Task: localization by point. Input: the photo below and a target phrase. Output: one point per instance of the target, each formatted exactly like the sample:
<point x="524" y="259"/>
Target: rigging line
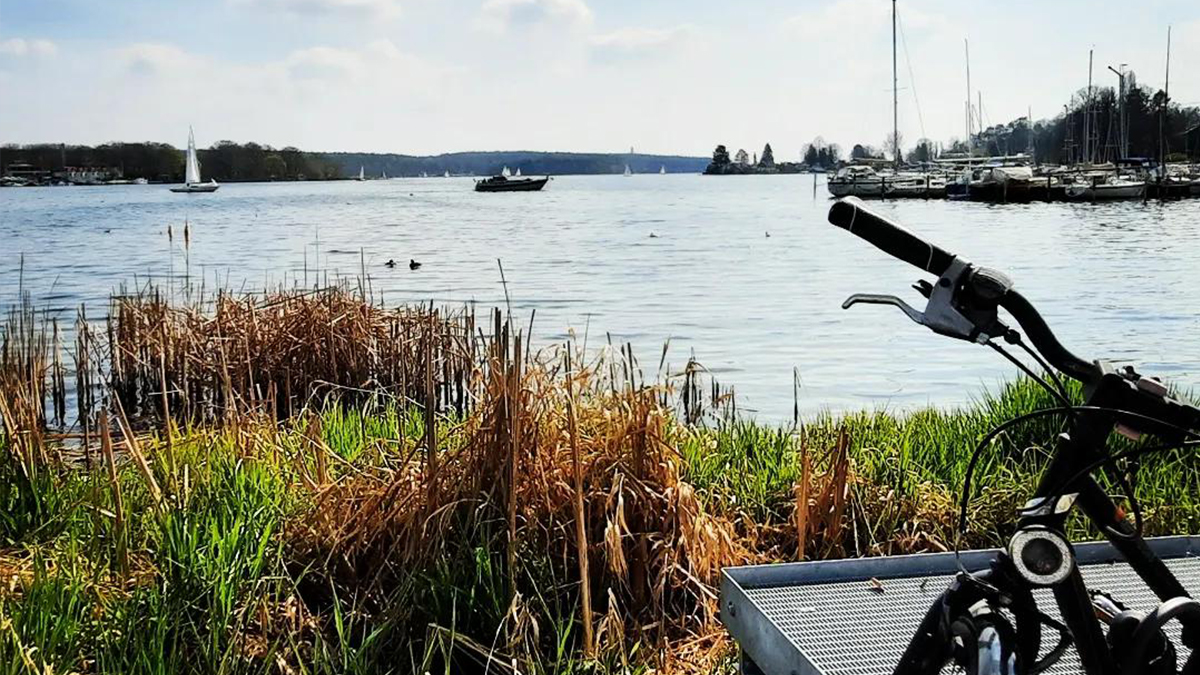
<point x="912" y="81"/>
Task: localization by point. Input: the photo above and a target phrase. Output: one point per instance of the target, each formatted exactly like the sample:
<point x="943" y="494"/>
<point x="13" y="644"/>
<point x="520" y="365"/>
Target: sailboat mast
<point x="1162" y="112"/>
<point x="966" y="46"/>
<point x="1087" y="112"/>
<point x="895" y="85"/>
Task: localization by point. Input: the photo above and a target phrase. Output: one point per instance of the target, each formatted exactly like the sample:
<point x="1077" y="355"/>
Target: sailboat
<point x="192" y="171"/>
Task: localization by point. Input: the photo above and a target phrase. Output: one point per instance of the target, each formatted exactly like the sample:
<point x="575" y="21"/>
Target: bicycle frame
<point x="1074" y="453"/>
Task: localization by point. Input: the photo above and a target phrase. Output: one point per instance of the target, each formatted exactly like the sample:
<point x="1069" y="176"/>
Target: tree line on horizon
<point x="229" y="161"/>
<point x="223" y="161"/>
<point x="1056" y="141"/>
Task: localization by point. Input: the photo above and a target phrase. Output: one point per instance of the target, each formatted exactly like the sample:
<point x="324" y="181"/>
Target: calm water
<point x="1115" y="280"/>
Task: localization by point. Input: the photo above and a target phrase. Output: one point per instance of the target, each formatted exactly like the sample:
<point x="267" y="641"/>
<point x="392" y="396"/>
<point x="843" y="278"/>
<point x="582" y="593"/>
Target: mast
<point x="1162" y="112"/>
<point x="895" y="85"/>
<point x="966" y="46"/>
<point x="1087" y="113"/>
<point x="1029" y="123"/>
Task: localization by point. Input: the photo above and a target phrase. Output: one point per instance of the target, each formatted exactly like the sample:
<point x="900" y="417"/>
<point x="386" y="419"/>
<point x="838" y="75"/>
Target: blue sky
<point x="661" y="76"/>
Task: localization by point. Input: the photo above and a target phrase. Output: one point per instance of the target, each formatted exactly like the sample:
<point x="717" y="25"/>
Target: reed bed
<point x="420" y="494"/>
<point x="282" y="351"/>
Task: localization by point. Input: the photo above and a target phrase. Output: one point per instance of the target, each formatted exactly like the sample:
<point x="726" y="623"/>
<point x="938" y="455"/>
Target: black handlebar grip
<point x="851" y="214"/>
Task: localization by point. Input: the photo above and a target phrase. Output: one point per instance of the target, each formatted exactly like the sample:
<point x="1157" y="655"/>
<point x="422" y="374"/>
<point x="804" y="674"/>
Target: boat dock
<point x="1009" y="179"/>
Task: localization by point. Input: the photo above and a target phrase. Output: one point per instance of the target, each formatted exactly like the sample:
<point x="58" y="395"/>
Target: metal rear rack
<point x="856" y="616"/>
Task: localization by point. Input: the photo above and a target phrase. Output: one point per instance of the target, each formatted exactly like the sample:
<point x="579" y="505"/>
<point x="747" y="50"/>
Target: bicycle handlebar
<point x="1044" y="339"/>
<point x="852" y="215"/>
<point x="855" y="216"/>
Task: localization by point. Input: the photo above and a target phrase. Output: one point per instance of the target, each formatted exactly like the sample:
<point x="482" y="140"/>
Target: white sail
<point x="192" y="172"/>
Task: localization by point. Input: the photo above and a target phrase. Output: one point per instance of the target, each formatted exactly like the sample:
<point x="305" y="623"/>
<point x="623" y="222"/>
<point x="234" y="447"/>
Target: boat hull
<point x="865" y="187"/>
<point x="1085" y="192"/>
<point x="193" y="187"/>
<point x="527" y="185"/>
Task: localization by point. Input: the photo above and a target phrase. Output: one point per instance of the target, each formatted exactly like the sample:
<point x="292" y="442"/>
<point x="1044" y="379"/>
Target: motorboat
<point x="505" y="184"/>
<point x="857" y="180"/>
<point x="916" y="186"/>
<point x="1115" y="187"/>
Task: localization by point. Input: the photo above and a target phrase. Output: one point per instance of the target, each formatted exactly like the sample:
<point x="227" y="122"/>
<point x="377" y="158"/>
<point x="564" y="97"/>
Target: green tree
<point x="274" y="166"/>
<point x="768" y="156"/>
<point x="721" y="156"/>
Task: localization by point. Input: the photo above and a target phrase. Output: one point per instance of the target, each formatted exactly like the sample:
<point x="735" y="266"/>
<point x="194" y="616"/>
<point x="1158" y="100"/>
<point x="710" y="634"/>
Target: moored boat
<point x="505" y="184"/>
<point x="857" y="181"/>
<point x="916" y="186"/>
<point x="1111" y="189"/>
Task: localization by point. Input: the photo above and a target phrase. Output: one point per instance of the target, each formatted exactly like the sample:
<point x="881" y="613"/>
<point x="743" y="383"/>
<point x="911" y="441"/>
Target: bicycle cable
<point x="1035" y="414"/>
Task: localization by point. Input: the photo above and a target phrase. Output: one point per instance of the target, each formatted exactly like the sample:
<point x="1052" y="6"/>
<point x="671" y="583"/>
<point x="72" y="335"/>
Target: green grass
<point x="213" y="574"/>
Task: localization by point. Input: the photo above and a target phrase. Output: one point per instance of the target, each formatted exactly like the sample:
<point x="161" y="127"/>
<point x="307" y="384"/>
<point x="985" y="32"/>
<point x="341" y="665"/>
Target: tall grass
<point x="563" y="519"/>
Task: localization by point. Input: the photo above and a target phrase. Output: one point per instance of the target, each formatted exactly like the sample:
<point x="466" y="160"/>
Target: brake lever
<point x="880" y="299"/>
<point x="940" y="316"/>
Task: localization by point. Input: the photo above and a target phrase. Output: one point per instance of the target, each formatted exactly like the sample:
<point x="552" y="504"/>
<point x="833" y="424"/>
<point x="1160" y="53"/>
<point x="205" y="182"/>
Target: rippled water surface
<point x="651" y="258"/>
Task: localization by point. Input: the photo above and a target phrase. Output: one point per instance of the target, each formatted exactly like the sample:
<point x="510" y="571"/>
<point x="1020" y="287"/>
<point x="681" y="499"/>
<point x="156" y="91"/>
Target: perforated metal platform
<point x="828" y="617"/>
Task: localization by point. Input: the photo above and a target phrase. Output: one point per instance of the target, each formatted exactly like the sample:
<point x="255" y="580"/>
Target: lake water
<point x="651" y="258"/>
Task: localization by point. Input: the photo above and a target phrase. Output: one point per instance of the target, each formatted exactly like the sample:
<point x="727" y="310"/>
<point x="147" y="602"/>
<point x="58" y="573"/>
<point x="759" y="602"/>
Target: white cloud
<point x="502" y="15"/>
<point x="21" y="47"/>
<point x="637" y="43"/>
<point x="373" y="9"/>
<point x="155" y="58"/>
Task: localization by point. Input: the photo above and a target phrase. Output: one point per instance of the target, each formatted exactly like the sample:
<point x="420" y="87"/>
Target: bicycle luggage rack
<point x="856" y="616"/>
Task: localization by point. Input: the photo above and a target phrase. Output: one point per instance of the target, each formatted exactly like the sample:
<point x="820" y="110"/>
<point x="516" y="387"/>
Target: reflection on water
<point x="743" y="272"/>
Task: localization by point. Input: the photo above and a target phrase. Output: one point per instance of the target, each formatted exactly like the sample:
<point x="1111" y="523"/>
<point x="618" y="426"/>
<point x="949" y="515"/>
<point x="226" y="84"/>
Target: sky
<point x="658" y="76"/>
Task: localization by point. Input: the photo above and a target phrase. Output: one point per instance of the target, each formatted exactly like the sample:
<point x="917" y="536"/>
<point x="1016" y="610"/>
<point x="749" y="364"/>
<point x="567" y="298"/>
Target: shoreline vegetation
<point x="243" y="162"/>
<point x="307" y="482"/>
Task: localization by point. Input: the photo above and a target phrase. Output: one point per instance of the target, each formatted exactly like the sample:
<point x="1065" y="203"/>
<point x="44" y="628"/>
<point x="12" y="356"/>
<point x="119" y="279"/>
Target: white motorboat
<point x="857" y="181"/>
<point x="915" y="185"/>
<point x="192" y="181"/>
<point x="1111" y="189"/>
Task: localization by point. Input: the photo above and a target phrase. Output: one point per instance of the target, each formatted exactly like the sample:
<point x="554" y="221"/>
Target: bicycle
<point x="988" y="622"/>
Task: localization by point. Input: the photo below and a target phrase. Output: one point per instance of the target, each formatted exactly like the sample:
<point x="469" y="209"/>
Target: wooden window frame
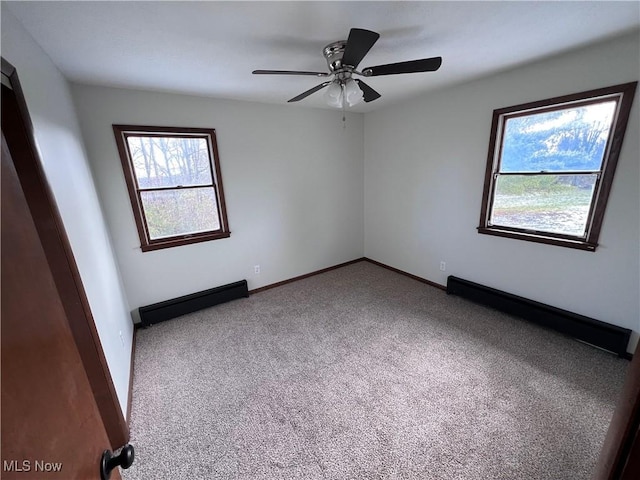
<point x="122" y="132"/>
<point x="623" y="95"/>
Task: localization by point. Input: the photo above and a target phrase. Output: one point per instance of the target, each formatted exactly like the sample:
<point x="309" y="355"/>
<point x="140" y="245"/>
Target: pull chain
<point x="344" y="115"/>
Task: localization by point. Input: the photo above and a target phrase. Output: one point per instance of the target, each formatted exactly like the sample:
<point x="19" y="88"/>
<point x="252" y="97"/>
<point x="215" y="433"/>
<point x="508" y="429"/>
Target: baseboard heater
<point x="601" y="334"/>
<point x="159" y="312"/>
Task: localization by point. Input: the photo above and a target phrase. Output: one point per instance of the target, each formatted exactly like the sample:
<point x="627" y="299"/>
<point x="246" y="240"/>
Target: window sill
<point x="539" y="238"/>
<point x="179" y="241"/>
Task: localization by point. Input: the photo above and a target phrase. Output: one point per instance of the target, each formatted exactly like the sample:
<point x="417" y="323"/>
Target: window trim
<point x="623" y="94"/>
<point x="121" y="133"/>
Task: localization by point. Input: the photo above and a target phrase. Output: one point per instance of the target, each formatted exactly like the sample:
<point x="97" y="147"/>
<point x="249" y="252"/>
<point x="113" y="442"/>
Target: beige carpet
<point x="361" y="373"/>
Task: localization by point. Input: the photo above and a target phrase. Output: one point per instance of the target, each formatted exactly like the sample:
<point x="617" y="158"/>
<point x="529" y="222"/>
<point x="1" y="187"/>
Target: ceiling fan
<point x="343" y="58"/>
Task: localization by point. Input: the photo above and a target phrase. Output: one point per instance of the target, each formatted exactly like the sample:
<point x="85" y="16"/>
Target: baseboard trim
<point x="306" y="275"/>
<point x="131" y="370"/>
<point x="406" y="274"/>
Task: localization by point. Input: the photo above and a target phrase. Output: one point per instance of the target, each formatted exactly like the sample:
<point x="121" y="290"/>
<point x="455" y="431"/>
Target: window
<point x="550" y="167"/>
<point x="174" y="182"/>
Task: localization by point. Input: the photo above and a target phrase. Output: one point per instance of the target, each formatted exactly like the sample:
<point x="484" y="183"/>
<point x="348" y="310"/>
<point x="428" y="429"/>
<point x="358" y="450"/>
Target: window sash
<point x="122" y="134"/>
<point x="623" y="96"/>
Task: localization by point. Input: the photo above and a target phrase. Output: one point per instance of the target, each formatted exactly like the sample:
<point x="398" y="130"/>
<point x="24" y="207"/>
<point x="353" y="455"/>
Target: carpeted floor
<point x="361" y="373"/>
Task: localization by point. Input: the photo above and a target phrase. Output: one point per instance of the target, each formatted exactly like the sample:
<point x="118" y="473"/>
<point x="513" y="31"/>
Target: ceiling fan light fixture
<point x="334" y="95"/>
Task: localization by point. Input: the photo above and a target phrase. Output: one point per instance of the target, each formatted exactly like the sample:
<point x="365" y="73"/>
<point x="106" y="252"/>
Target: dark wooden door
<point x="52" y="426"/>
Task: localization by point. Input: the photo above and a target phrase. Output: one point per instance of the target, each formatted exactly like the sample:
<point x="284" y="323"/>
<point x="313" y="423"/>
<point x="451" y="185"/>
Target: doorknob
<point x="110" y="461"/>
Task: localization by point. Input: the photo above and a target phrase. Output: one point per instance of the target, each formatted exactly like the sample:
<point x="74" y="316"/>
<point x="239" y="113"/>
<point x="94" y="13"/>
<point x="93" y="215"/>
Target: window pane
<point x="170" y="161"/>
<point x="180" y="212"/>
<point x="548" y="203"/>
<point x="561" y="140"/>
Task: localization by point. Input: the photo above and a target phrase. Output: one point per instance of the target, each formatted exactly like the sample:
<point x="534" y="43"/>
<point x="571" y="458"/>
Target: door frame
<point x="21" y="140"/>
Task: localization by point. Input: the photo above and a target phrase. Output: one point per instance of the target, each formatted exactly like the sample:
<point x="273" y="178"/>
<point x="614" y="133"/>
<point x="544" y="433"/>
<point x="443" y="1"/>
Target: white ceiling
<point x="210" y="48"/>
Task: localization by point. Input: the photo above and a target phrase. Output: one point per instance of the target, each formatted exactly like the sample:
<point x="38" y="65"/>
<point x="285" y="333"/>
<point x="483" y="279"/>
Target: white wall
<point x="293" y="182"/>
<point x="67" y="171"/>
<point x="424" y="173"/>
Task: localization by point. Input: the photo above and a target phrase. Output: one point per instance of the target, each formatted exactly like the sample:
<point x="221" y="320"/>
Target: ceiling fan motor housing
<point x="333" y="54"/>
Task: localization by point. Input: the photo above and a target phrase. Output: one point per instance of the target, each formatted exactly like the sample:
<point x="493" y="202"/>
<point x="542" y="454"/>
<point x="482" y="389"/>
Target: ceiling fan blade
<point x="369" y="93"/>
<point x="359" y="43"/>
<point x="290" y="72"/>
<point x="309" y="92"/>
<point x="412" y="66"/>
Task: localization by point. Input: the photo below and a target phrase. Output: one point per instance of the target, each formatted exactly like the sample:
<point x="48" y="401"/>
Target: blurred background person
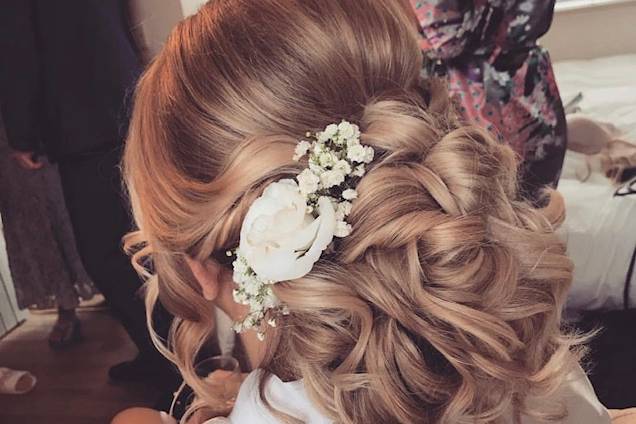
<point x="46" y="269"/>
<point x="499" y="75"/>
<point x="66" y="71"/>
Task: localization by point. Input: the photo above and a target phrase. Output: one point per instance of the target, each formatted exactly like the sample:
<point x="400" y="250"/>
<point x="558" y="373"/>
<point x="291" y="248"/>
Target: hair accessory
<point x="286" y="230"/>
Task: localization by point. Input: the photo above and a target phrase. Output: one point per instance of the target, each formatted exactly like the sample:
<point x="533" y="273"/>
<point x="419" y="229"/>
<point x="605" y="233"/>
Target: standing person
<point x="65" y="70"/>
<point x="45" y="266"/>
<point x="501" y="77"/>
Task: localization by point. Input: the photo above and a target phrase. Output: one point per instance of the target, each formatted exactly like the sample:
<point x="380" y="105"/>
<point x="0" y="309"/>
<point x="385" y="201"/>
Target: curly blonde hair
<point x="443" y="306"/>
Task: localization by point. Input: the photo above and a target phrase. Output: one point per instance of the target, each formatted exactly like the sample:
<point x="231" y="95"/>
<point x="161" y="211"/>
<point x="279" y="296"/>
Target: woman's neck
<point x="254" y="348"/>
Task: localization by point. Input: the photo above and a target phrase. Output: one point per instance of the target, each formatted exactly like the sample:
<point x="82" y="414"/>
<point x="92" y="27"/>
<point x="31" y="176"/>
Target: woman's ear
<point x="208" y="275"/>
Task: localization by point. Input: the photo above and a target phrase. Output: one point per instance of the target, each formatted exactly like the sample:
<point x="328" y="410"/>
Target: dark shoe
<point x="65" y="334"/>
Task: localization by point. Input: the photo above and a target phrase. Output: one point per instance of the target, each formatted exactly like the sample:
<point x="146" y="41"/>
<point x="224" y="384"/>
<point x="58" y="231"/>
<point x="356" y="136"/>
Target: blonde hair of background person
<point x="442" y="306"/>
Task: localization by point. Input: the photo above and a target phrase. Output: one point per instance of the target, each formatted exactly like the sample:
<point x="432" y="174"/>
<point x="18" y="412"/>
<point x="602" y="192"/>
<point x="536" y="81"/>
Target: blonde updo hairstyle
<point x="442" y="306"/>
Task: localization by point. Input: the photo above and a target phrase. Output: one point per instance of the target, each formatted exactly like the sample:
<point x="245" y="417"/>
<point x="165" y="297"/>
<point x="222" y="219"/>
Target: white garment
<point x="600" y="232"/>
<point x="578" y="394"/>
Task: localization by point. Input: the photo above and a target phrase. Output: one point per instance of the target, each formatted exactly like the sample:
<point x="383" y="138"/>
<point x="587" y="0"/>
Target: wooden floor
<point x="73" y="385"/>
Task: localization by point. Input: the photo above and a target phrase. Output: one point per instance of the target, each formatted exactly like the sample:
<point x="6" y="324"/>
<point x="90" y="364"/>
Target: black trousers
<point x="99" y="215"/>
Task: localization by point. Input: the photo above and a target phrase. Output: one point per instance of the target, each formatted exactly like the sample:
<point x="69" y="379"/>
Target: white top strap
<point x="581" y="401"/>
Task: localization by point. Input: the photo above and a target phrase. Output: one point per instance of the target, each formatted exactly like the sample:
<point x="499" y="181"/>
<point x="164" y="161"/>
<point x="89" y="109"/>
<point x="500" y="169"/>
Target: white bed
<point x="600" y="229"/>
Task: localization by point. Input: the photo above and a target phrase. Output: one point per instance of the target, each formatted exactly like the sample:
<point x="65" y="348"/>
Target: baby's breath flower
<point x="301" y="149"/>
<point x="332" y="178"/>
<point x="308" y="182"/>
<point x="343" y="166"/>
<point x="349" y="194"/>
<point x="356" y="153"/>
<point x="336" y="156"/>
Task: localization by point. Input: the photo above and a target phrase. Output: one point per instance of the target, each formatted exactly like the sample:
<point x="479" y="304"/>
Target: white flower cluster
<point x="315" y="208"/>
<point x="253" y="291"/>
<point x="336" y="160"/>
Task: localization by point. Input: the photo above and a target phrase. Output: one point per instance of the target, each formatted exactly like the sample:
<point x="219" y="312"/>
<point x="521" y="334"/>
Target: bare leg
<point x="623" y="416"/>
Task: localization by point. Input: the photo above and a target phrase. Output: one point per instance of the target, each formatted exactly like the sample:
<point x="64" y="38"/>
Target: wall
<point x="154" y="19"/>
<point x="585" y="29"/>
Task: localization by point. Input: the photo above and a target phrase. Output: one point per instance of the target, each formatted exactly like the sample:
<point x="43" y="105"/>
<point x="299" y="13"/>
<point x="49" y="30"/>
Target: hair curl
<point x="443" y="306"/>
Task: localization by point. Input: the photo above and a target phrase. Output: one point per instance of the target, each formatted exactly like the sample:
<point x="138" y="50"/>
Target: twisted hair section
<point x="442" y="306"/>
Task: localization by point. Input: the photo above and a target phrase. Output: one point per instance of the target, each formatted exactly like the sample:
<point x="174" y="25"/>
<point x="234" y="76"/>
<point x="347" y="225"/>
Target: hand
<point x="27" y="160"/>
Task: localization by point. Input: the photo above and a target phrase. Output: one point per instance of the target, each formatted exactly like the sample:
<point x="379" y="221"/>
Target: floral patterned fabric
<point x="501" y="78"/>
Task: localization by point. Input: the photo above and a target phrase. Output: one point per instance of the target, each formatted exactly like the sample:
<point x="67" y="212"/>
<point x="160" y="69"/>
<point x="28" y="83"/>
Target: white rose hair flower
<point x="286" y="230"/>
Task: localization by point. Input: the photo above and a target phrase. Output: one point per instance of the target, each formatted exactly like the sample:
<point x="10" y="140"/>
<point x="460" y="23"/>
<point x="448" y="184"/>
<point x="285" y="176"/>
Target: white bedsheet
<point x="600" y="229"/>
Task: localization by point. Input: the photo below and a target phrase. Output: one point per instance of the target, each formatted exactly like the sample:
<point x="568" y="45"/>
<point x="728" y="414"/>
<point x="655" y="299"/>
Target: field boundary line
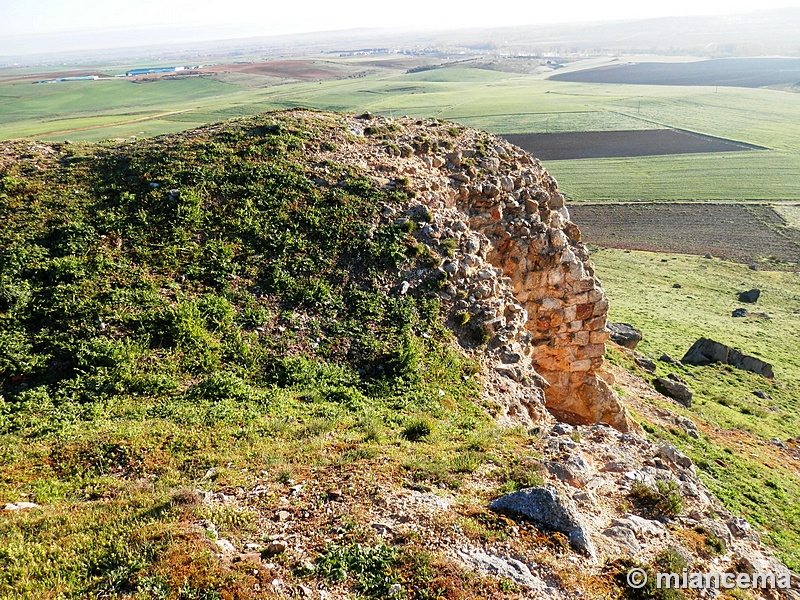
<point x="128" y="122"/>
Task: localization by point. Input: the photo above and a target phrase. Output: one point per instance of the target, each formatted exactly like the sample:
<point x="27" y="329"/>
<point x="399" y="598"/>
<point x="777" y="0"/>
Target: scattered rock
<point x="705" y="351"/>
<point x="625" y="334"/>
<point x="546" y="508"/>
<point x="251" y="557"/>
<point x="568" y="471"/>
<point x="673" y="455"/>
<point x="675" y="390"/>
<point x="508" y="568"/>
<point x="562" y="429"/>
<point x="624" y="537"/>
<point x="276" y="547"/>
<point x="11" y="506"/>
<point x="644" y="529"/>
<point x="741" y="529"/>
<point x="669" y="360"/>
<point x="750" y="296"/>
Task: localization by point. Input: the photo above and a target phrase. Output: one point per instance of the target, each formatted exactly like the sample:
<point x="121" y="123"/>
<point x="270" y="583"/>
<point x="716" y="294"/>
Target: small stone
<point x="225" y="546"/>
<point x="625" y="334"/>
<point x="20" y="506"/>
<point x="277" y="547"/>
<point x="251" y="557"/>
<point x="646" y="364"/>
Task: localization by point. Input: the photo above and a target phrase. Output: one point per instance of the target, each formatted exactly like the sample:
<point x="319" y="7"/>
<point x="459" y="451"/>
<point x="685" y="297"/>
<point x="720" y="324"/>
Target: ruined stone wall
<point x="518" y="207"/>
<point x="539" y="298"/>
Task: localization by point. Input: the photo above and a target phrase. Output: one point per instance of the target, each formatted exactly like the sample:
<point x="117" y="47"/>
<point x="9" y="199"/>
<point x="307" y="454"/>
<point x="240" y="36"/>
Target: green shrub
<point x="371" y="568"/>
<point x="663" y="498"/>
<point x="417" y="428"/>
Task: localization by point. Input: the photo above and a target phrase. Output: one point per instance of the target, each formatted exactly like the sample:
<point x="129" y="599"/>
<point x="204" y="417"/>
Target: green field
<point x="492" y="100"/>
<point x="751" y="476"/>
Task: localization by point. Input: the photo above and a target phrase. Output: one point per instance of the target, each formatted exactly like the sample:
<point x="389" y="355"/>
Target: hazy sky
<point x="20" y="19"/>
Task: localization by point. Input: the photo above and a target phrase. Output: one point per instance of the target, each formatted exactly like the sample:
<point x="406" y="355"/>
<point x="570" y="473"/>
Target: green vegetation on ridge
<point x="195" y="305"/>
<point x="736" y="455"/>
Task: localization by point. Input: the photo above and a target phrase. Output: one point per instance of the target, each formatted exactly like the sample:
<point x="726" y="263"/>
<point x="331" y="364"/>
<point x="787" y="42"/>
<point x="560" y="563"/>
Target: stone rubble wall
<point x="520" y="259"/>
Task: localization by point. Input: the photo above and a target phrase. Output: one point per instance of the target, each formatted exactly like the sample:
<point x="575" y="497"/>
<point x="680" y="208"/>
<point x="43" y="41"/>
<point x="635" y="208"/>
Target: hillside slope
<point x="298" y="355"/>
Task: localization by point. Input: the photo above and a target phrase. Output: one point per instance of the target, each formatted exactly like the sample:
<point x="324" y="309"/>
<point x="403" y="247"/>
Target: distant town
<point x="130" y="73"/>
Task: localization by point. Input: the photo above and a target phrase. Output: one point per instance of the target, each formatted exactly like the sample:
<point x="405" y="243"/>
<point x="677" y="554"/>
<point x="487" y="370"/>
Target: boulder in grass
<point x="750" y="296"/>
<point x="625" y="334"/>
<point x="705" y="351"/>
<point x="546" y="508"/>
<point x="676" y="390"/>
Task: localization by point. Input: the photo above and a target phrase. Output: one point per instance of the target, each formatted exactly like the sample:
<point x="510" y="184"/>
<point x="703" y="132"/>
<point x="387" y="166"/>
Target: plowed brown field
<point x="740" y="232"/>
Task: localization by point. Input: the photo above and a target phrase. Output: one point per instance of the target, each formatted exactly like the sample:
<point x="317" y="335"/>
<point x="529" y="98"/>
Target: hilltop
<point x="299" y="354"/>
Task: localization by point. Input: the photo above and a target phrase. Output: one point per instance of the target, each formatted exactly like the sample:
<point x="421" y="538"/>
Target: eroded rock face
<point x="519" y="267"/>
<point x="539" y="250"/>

> **Aim of the exercise**
Count the lines in the entries above that contain the string "wall", where case counts. Reply with only the number.

> **Solution**
4